• **Aim of the exercise**: The response should consist solely of the line containing "Target: standing man in rubble" and the lines after it through the end of the listing below, repeated exactly.
== Segment start ==
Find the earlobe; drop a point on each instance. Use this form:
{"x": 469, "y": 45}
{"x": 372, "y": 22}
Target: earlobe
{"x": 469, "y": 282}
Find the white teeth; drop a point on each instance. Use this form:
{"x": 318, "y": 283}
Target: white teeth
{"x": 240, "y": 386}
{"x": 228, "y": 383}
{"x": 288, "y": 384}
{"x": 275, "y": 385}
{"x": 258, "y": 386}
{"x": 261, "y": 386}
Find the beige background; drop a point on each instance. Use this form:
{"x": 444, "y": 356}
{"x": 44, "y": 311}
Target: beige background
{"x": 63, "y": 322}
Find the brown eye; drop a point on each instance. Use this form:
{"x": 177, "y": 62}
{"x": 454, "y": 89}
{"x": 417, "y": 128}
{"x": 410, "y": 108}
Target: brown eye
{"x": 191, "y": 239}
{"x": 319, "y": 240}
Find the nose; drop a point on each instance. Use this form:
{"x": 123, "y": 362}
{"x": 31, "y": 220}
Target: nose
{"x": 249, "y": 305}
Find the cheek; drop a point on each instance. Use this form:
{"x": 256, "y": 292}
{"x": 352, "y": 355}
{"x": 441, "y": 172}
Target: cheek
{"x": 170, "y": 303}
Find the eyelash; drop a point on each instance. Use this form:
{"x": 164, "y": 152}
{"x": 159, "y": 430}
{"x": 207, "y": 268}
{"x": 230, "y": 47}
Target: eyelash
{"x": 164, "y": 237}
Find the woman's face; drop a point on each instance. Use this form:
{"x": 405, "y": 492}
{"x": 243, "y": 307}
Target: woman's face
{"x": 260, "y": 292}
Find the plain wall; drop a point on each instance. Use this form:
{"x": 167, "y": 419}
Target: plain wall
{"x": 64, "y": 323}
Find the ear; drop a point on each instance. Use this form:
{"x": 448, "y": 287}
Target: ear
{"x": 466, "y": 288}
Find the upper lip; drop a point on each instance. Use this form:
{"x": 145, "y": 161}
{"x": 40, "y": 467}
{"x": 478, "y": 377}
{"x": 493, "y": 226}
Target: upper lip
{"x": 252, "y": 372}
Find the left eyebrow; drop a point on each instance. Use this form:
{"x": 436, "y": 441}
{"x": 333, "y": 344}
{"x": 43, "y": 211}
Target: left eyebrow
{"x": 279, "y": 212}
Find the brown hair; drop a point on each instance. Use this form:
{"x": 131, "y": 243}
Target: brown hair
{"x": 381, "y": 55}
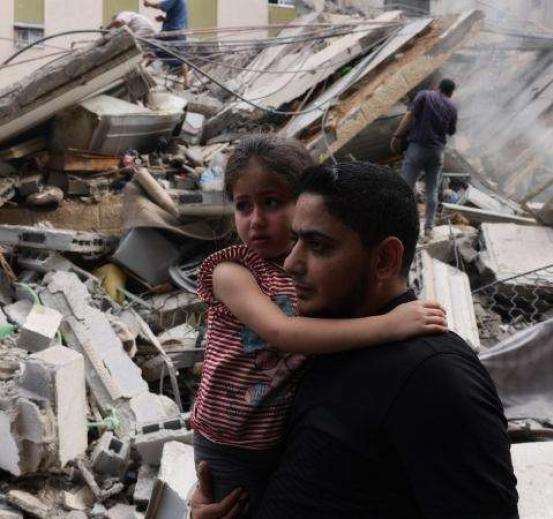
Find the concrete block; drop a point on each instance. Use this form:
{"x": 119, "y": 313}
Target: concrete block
{"x": 151, "y": 438}
{"x": 144, "y": 486}
{"x": 17, "y": 312}
{"x": 39, "y": 329}
{"x": 121, "y": 511}
{"x": 29, "y": 503}
{"x": 176, "y": 476}
{"x": 10, "y": 458}
{"x": 7, "y": 512}
{"x": 533, "y": 465}
{"x": 81, "y": 500}
{"x": 66, "y": 369}
{"x": 111, "y": 455}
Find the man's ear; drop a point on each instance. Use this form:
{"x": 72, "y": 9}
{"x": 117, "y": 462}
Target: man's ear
{"x": 388, "y": 258}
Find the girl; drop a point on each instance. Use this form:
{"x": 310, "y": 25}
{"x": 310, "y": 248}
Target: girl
{"x": 253, "y": 358}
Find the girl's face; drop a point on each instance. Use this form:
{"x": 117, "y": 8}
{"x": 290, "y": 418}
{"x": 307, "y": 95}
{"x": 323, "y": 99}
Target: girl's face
{"x": 264, "y": 208}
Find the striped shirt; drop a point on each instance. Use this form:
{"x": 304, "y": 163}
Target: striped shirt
{"x": 247, "y": 387}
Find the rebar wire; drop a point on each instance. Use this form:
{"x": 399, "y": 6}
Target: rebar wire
{"x": 185, "y": 61}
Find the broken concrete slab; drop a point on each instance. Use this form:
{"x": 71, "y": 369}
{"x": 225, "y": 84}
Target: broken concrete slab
{"x": 193, "y": 128}
{"x": 533, "y": 466}
{"x": 17, "y": 312}
{"x": 367, "y": 65}
{"x": 111, "y": 126}
{"x": 511, "y": 250}
{"x": 144, "y": 487}
{"x": 176, "y": 476}
{"x": 28, "y": 503}
{"x": 111, "y": 455}
{"x": 86, "y": 243}
{"x": 39, "y": 328}
{"x": 276, "y": 91}
{"x": 67, "y": 379}
{"x": 396, "y": 79}
{"x": 474, "y": 215}
{"x": 449, "y": 286}
{"x": 67, "y": 81}
{"x": 150, "y": 438}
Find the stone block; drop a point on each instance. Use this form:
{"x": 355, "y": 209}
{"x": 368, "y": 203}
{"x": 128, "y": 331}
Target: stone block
{"x": 39, "y": 328}
{"x": 29, "y": 503}
{"x": 151, "y": 438}
{"x": 66, "y": 370}
{"x": 176, "y": 476}
{"x": 111, "y": 455}
{"x": 144, "y": 486}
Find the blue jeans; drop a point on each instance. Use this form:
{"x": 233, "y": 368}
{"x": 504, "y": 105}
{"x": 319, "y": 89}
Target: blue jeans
{"x": 233, "y": 467}
{"x": 429, "y": 161}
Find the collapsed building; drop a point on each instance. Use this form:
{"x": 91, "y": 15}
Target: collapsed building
{"x": 111, "y": 176}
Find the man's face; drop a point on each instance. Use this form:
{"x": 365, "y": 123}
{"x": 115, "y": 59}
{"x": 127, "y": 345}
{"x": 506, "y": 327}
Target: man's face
{"x": 328, "y": 263}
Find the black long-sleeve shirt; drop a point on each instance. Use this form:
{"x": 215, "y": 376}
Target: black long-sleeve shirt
{"x": 404, "y": 431}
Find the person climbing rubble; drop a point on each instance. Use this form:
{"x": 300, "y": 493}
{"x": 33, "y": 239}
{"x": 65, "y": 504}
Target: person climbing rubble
{"x": 431, "y": 118}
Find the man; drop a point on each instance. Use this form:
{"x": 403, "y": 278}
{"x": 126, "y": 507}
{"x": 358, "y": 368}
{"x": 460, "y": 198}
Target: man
{"x": 175, "y": 18}
{"x": 408, "y": 430}
{"x": 137, "y": 24}
{"x": 430, "y": 119}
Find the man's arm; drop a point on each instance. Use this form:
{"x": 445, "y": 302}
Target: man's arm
{"x": 450, "y": 434}
{"x": 162, "y": 5}
{"x": 452, "y": 130}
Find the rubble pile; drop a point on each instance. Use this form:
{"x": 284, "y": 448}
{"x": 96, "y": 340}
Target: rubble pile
{"x": 111, "y": 195}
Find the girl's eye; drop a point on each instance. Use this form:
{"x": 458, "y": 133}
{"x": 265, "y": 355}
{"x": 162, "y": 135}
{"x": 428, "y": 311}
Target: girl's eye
{"x": 242, "y": 206}
{"x": 272, "y": 203}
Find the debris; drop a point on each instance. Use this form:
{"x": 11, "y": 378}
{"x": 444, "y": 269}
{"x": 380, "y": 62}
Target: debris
{"x": 86, "y": 243}
{"x": 451, "y": 288}
{"x": 39, "y": 328}
{"x": 534, "y": 472}
{"x": 151, "y": 437}
{"x": 520, "y": 368}
{"x": 144, "y": 485}
{"x": 110, "y": 126}
{"x": 111, "y": 455}
{"x": 511, "y": 249}
{"x": 65, "y": 82}
{"x": 475, "y": 215}
{"x": 152, "y": 268}
{"x": 29, "y": 503}
{"x": 176, "y": 476}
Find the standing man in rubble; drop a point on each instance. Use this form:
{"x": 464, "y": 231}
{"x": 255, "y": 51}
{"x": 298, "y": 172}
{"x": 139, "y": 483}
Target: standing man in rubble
{"x": 174, "y": 18}
{"x": 431, "y": 118}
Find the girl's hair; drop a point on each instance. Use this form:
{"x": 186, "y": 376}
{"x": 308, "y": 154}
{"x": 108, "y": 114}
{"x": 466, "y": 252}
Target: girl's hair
{"x": 285, "y": 157}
== Segment end ==
• **Reply**:
Target: standing man in rubble
{"x": 174, "y": 18}
{"x": 431, "y": 118}
Find the girl's hair; drop a point on each instance. Use this form:
{"x": 186, "y": 376}
{"x": 308, "y": 154}
{"x": 108, "y": 114}
{"x": 466, "y": 252}
Target: girl's hair
{"x": 285, "y": 157}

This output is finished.